§ Stated task
Update the records below by replacing "white building" with "red building" and keeping everything else the same.

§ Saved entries
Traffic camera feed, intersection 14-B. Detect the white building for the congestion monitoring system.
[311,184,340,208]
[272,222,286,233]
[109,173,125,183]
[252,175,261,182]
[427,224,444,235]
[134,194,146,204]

§ Result
Traffic camera feed, intersection 14-B. Detect the red building for the congestion monitoring system.
[311,184,340,208]
[272,222,286,233]
[109,173,125,183]
[252,175,261,182]
[427,224,444,235]
[134,194,146,204]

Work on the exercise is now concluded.